[Region pointing data]
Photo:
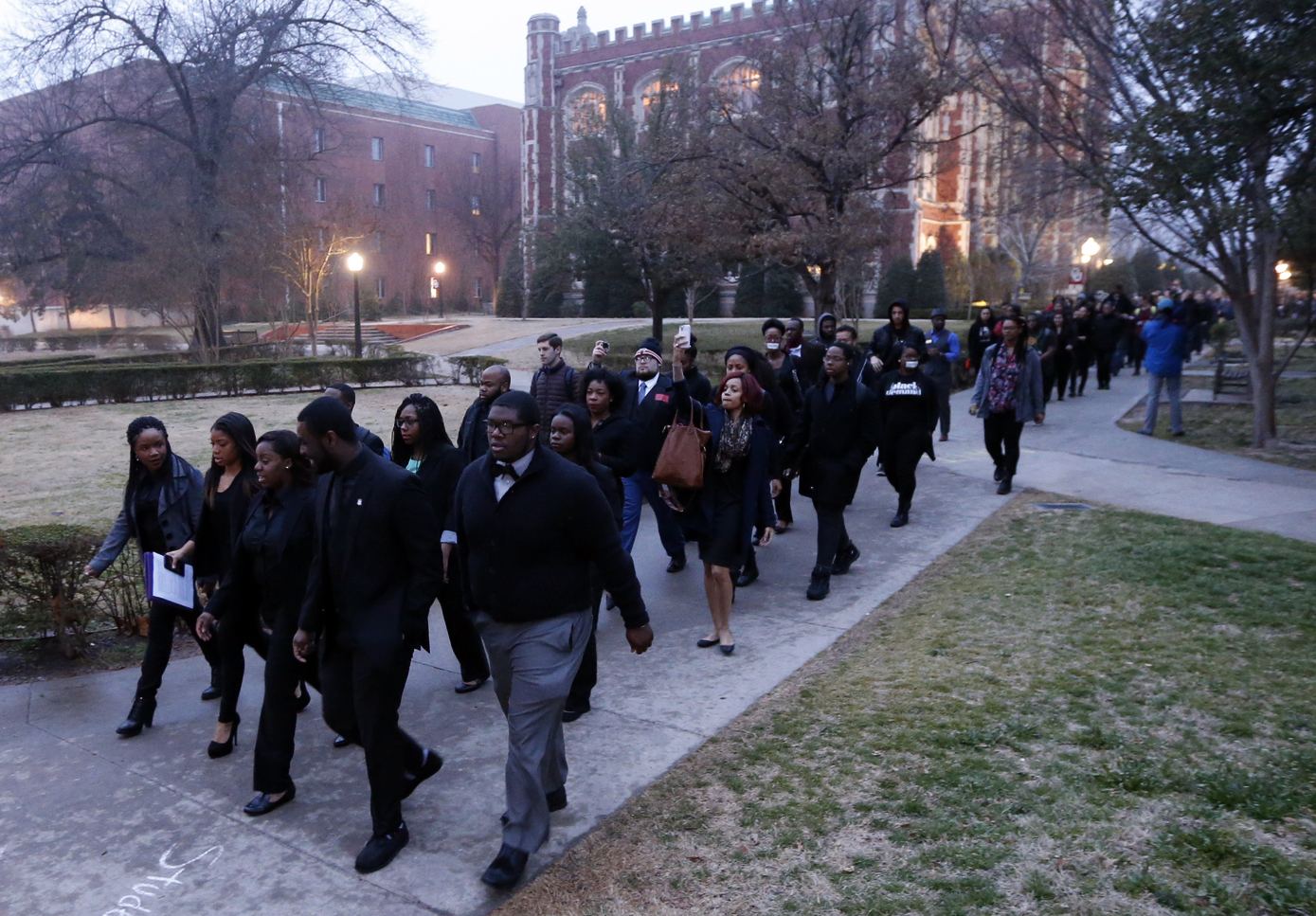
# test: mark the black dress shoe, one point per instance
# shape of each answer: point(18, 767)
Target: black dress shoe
point(216, 689)
point(141, 713)
point(429, 766)
point(844, 558)
point(261, 804)
point(219, 749)
point(382, 849)
point(507, 868)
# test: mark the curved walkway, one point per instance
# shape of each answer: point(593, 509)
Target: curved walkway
point(1081, 452)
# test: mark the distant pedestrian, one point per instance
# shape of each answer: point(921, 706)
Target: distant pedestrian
point(530, 524)
point(554, 384)
point(422, 445)
point(943, 354)
point(1164, 354)
point(572, 439)
point(1007, 395)
point(348, 395)
point(909, 409)
point(495, 381)
point(161, 511)
point(836, 435)
point(374, 577)
point(271, 562)
point(737, 494)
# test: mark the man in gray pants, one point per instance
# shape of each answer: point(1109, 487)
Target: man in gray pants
point(528, 526)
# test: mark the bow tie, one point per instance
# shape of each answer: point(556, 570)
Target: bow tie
point(499, 469)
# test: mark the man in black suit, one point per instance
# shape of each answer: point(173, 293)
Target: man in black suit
point(470, 439)
point(375, 573)
point(650, 409)
point(530, 527)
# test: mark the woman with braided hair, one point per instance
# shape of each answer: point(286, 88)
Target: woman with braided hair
point(162, 511)
point(422, 445)
point(738, 489)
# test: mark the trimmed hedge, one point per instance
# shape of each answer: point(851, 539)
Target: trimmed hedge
point(118, 385)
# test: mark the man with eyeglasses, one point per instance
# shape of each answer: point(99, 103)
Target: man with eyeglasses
point(530, 524)
point(650, 408)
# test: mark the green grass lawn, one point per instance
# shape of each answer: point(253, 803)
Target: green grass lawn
point(1228, 426)
point(1070, 712)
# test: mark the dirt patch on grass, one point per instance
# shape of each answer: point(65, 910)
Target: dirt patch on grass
point(1046, 720)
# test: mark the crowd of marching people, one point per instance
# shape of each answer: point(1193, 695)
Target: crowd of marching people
point(322, 548)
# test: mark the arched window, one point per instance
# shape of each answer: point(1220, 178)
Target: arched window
point(587, 112)
point(738, 86)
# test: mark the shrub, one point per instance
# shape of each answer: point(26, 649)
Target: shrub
point(467, 370)
point(135, 382)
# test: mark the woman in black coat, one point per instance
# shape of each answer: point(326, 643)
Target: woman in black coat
point(161, 511)
point(229, 486)
point(271, 561)
point(422, 445)
point(836, 435)
point(571, 436)
point(612, 433)
point(738, 489)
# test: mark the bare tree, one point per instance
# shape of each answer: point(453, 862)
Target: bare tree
point(836, 124)
point(1193, 117)
point(183, 74)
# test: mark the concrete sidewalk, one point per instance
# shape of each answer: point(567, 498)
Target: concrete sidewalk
point(95, 824)
point(1079, 450)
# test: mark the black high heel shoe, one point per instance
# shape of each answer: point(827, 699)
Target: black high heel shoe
point(219, 749)
point(141, 715)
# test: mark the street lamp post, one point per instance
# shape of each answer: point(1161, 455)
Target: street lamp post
point(439, 274)
point(354, 263)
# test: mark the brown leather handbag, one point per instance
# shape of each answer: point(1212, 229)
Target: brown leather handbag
point(680, 462)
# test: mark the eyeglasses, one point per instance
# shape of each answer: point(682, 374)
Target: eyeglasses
point(501, 428)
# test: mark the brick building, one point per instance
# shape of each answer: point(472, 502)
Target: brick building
point(575, 71)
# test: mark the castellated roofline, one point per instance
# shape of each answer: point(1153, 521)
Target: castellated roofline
point(714, 24)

Work order -> The line containing "# shape of each answer: point(567, 498)" marks the start; retype it and each line after it through the end of the records above, exactly.

Written answer ->
# shape of each answer: point(567, 498)
Target: concrete sidewalk
point(95, 824)
point(1079, 450)
# test: mark the black high heel shoe, one point per instance
# shape of each answer: point(827, 699)
Target: black high heel shoe
point(219, 749)
point(141, 715)
# test: mark the street lamp post, one point per instance
# shape of each answer: point(1161, 455)
Target: street lamp post
point(439, 274)
point(354, 263)
# test: mark the brown leather handbag, one point per instance
# shape of each answer: point(1212, 229)
Target: brown leather handbag
point(680, 462)
# test: mark the eyeglasses, one point per instance
# shape of each answer: point(682, 374)
Target: eyeglasses
point(501, 428)
# test: mark the brick building, one point per instance
# shape of each answer: point(472, 502)
Target: brick building
point(575, 71)
# test: mark the castellated roofline, one point per instance
# shape of each answer: point(1153, 521)
Target: castellated roofline
point(714, 24)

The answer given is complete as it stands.